Task A: Locate each line in the entries that contains the string "green", matching case, and copy those lines.

*** Text extract ***

Neil Conway <neilc@samurai.com> writes:

Tom Lane wrote:

I believe that the reason for the local buffer is to hold a downcased
version of the input, which we can compare to the all-lower-case tables
of relevant keywords.

Well, that's one of the reasons, but not the only one. For example, how
do you parse '17 minutes31 seconds'::interval without either a working
buffer or the ability to resize the input buffer?

Sorry, s/downcased/downcased and null-terminated/. I have not read the
parsing code in question lately, but offhand it seems like transferring
one token at a time into a work buffer isn't a completely broken idea...

On closer inspection, the current code seems to get this wrong as well
:-(

Wouldn't be surprised :-(

regards, tom lane

#10Neil Conway
neilc@samurai.com
In reply to: Tom Lane (#9)
Re: BUG #1671: Long interval string representation rejected

Tom Lane wrote:

Sorry, s/downcased/downcased and null-terminated/. I have not read the
parsing code in question lately, but offhand it seems like transferring
one token at a time into a work buffer isn't a completely broken idea...

***

Task B: Retype the forum thread from "I believe that" through "of relevant keywords.".

*** Materials provided ***

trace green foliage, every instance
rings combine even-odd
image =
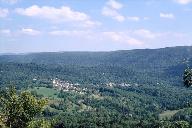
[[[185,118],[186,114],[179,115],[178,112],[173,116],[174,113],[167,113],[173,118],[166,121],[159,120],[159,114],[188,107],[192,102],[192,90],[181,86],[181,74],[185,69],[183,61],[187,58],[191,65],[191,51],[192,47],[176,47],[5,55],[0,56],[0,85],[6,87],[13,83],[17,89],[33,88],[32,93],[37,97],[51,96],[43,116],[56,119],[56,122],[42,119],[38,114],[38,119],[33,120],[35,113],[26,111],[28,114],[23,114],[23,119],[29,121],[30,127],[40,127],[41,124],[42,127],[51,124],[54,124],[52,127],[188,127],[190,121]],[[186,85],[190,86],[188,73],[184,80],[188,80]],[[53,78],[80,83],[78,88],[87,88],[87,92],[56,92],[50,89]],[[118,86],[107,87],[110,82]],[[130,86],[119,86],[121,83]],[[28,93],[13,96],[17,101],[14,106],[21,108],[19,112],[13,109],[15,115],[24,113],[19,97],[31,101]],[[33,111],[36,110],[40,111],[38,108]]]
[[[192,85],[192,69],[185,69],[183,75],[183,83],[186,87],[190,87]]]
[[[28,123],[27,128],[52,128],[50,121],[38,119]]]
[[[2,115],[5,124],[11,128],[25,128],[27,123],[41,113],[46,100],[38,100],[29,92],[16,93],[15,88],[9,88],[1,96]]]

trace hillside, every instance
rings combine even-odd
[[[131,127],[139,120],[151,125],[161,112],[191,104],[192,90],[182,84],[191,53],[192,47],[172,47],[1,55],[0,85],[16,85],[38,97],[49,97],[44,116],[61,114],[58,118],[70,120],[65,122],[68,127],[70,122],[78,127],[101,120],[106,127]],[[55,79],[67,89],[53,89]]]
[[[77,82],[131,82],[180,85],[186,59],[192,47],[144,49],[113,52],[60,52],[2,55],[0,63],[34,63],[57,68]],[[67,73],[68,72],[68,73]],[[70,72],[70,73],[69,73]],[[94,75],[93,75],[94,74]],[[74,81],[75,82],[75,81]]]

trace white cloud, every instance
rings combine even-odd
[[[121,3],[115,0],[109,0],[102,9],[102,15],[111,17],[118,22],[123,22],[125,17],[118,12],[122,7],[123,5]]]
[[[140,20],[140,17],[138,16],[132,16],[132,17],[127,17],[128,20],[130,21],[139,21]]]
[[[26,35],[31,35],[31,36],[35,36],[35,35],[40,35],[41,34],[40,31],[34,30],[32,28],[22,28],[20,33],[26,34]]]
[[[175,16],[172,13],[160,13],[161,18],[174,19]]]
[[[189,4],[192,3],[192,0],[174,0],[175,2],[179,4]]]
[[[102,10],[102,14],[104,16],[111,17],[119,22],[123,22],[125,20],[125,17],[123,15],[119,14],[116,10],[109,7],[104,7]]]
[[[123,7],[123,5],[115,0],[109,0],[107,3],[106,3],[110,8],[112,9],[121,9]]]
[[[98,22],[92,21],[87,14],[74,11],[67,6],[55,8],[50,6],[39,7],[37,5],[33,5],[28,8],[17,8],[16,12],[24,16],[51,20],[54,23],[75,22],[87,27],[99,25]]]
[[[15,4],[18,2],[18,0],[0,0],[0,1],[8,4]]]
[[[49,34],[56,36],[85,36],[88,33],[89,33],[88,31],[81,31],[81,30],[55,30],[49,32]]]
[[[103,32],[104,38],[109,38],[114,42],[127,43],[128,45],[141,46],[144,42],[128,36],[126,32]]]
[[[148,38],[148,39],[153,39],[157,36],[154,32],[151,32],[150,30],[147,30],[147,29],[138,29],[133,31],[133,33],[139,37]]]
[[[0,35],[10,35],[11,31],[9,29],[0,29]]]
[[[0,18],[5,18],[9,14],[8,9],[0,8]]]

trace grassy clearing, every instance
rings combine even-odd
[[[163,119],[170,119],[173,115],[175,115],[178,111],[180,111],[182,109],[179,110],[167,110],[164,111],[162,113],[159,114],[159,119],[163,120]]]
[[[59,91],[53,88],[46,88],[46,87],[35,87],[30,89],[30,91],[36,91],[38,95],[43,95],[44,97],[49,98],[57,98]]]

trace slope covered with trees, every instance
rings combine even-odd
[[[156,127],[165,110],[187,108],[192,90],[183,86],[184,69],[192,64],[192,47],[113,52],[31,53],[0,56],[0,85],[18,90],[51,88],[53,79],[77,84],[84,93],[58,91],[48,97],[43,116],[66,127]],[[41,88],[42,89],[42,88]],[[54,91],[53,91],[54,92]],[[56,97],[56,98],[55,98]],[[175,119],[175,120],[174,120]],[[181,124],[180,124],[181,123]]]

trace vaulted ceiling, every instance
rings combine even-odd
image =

***
*** Materials provided ***

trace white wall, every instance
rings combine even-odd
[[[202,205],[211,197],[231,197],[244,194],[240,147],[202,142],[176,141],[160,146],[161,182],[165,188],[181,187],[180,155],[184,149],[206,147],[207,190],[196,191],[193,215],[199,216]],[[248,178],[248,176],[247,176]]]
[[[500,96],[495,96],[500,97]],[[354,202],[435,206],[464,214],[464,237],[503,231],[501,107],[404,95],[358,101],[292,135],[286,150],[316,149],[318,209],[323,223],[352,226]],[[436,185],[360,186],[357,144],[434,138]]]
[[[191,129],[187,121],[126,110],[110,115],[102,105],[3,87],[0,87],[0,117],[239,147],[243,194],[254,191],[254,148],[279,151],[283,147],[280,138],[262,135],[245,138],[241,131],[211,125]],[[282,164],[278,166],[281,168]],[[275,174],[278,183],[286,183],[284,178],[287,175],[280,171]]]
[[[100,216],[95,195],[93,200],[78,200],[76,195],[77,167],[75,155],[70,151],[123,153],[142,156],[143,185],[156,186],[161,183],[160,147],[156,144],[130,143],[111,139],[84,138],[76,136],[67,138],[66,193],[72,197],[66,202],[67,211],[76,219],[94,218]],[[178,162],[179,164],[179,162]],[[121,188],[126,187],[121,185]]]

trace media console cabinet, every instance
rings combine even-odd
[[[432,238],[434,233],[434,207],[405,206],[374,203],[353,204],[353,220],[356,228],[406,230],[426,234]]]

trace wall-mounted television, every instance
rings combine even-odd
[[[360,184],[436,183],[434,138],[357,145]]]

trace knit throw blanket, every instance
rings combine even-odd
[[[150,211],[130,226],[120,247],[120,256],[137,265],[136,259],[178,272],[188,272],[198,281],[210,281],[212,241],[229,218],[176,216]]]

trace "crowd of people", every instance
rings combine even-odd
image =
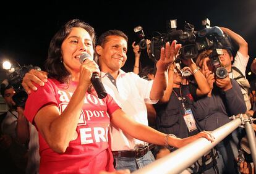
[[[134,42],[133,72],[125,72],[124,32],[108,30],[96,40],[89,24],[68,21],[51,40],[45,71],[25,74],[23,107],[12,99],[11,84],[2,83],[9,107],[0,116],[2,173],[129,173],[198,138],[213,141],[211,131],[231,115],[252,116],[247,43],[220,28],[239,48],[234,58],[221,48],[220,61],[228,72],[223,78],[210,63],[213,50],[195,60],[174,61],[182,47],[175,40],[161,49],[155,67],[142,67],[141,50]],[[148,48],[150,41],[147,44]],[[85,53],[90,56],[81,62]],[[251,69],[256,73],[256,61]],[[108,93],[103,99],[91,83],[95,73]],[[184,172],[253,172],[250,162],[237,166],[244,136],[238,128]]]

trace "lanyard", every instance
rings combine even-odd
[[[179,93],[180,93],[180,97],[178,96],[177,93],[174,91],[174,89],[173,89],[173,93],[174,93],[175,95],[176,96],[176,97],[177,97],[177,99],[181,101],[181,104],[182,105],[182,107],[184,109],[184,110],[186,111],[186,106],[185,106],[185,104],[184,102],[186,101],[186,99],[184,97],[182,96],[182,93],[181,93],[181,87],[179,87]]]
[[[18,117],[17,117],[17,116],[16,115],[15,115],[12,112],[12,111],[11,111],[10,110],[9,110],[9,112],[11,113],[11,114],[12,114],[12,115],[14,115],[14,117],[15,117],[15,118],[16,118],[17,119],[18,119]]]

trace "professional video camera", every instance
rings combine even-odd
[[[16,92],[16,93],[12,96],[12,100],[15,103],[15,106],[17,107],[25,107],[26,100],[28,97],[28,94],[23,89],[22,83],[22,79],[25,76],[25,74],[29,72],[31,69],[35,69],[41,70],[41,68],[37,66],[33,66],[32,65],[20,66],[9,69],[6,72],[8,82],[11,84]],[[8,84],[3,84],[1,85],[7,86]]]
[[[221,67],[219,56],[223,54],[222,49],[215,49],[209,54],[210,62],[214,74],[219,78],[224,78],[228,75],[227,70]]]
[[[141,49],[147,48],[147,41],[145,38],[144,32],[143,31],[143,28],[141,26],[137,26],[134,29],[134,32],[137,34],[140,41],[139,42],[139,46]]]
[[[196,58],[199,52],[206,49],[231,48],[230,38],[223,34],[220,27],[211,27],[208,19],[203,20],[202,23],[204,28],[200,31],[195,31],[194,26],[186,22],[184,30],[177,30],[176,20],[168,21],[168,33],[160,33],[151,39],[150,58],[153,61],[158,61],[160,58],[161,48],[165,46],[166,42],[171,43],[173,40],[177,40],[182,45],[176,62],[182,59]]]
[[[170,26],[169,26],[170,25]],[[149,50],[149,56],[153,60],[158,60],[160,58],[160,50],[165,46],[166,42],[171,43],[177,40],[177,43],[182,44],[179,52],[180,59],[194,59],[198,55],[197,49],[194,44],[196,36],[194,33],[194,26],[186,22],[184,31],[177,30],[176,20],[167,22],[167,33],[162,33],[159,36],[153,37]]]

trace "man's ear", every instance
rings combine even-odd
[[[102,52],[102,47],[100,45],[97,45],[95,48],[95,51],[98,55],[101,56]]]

***
*** Materials provided ***

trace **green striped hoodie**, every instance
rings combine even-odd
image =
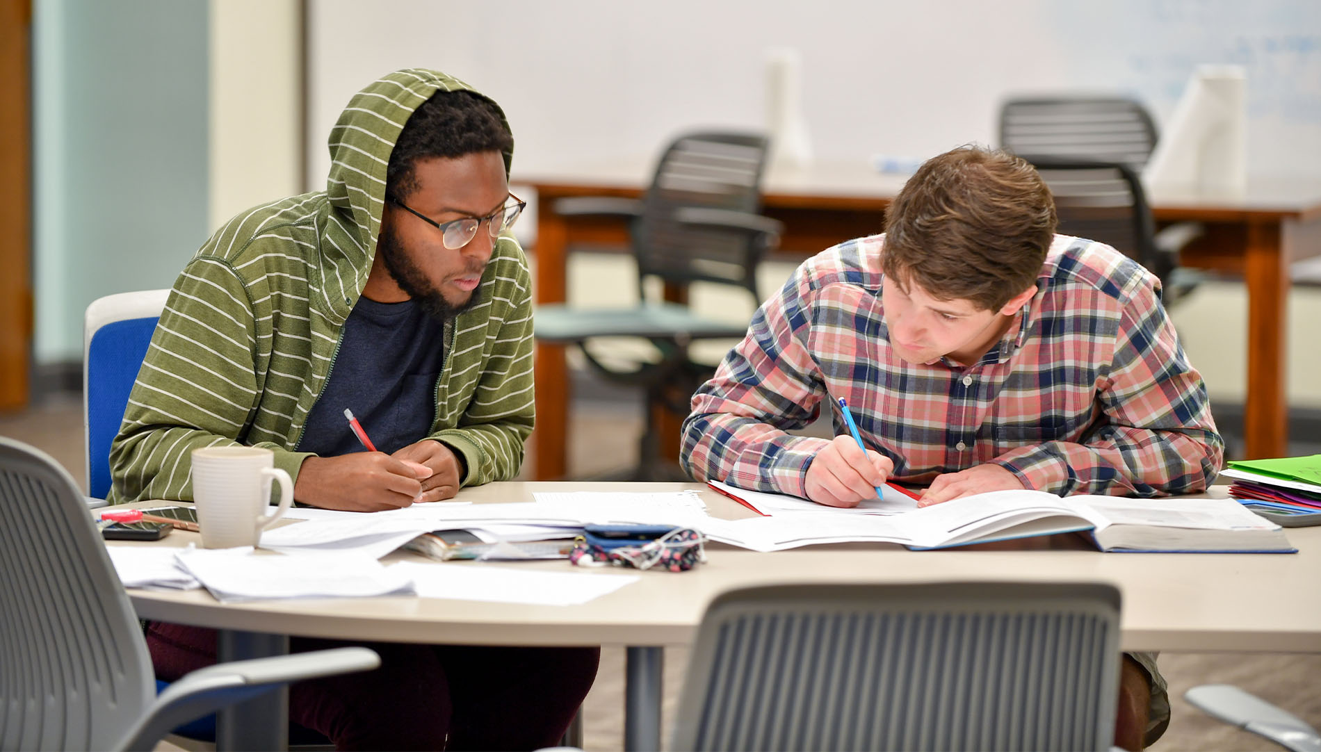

***

Full answer A:
trace green foliage, every instance
trace **green striped hoodie**, every instance

Full answer B:
I believe that the reason for the local buffer is to hold a downcased
version of the input, which we can compare to the all-lower-case tables
of relevant keywords.